## Begin Dataset extract
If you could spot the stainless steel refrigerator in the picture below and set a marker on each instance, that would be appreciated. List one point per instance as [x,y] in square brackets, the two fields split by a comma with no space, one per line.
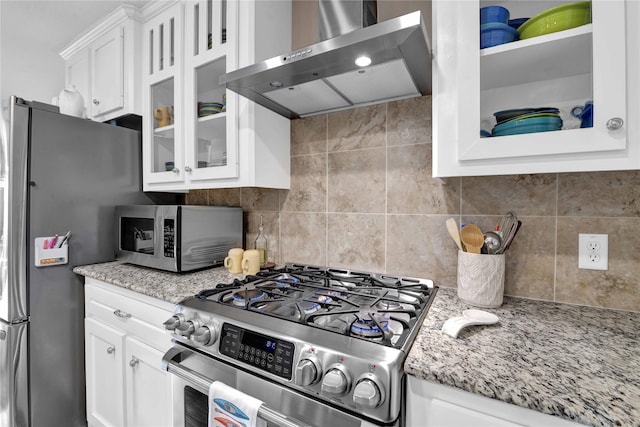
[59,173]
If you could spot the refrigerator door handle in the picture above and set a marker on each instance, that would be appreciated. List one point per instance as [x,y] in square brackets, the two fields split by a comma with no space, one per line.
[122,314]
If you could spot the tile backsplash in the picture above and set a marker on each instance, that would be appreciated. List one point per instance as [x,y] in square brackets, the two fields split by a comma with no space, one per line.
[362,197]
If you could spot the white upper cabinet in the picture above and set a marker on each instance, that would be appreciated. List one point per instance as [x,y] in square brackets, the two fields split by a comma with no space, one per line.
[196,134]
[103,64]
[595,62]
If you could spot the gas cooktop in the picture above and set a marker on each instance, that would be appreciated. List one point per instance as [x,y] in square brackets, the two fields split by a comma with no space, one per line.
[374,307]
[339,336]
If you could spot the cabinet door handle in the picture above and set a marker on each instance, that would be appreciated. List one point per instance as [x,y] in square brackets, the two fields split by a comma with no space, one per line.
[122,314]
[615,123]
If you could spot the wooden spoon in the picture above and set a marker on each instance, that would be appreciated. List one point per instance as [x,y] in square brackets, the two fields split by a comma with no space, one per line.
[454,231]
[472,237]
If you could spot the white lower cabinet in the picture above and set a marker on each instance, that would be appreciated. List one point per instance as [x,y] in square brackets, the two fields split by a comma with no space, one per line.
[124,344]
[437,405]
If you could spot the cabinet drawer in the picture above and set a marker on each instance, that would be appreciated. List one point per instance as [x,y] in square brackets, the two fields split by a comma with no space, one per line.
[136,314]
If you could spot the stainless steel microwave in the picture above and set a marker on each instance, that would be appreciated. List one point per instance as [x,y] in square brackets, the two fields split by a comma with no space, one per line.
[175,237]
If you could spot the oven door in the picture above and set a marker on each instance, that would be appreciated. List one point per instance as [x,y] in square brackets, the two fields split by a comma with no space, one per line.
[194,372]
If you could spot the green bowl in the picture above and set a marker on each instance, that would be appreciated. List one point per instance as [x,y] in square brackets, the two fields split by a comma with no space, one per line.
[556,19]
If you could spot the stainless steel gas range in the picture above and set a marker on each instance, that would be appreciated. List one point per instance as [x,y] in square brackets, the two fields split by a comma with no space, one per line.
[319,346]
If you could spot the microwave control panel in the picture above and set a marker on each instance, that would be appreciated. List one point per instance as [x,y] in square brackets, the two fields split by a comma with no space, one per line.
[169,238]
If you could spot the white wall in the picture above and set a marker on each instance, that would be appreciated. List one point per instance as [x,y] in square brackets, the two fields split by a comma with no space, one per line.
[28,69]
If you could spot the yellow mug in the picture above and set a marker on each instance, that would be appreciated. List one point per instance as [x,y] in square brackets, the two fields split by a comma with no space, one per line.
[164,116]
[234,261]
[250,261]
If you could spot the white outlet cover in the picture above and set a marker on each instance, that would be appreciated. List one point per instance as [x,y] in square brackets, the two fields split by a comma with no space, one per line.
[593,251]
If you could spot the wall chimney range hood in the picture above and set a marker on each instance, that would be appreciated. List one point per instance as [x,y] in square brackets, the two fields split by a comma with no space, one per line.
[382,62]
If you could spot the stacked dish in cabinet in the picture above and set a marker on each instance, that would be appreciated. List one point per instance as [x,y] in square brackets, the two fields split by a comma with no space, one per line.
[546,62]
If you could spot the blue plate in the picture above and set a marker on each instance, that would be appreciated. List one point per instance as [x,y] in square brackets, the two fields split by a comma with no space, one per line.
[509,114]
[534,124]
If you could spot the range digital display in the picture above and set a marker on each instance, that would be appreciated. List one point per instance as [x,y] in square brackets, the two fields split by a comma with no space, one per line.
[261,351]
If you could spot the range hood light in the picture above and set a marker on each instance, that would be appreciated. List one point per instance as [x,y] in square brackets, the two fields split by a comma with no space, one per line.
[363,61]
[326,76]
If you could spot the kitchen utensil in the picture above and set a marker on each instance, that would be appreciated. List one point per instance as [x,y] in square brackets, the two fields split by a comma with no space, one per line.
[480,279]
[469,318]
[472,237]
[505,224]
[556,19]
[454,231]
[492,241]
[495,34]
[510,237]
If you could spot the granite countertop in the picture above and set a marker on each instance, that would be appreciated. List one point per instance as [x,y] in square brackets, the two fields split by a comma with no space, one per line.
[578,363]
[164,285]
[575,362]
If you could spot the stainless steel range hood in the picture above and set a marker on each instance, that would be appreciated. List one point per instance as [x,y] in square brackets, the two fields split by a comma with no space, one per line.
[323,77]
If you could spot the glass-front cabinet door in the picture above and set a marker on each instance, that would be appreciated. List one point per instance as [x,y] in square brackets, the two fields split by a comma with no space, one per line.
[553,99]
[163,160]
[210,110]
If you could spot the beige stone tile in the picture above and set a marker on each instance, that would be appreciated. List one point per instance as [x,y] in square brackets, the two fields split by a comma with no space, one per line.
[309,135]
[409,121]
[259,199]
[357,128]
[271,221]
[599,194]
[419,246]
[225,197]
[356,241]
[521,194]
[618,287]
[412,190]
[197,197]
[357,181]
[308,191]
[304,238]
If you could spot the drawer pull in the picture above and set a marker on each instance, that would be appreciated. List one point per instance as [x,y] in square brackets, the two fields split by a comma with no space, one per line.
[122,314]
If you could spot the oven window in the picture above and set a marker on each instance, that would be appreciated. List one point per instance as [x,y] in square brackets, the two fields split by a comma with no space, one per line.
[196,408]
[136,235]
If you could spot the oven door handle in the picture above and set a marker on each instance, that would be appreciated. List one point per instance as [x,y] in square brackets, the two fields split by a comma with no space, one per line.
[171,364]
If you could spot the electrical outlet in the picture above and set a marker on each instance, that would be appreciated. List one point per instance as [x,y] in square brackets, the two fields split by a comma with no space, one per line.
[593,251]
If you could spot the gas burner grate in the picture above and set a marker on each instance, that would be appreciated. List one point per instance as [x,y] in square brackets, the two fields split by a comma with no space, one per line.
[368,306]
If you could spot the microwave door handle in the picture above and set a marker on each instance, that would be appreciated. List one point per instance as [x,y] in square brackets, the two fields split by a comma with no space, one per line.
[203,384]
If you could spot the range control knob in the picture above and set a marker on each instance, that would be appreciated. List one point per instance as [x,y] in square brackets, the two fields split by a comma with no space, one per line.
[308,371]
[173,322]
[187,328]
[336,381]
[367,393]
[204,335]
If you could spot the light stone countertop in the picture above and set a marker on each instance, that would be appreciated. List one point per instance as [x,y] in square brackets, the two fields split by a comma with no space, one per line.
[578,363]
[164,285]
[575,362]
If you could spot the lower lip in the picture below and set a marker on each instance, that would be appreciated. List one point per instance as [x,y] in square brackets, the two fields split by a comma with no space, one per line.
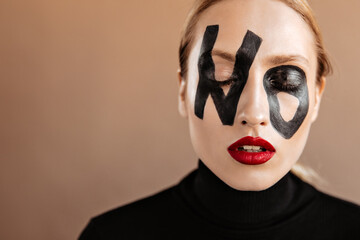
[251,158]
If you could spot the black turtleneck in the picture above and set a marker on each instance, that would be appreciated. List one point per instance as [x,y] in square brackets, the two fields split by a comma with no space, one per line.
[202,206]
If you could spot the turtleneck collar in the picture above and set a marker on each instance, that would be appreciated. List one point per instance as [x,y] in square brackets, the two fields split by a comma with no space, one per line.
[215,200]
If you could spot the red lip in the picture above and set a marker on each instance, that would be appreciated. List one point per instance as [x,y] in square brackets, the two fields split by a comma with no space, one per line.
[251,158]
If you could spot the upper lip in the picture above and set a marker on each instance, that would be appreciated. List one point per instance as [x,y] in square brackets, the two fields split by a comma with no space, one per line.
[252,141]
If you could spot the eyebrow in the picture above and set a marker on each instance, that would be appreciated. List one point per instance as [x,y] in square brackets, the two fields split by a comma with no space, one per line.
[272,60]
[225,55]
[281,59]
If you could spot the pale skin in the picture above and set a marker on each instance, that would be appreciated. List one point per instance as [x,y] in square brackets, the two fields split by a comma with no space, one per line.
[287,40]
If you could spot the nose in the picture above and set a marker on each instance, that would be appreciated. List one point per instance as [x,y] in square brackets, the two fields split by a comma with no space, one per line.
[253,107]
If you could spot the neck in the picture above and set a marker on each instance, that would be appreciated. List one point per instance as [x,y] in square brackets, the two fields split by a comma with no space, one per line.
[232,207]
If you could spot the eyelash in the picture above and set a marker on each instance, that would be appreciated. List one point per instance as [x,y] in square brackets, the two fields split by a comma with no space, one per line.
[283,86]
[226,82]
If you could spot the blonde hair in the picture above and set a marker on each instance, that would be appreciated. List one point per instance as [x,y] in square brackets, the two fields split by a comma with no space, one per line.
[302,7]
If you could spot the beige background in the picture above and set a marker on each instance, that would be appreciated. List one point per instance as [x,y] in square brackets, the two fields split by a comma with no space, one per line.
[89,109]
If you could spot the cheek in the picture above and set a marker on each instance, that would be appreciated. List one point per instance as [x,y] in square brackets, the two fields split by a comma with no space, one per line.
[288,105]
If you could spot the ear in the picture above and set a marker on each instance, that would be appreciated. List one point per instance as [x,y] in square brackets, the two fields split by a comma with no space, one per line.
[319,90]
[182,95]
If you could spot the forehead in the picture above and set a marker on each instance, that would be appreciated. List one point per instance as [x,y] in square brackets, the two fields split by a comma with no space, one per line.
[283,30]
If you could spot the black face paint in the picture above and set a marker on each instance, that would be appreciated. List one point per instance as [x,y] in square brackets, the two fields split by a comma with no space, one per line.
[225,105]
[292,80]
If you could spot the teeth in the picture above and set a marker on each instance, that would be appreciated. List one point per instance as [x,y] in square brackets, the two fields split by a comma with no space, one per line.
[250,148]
## End Dataset extract
» Written instruction: Only the lines from the one that contains "If you could spot the cheek" through the last line should be repeated, each exactly as it stands, with both ends included.

» Expected answer:
If you could spot the cheek in the picture above and set a marker on each instance, that would be appreciated. List one point per instance as [x,y] in square brackets, the two fields split by a comma with no space, one per line.
[288,105]
If you could spot the ear in the picture above and set a marker on each instance, that would be appreciated. List one point per instance as [x,y] in square brackets, the two fields split by a comma with no space, one per line.
[319,90]
[182,95]
If you could spot the forehead in the picture above and set a marker on each instance, that would be appreciated. List one point per instance as [x,y] in square brackets, the two fields split by a comma with no space, one per line.
[283,30]
If you could spot the black face paint in the picture above and set a marker on each instance, that would be appreciated. List one point per instance as [x,y] in square brackets, the two fields split by a comma with no space, one per line.
[225,105]
[292,80]
If you could spot the teeth in the picture above and set a marker on each instance, that would be appreciated. List one point per instance as [x,y] in square brackets, the two fields split by a comma with no space, one per line.
[250,148]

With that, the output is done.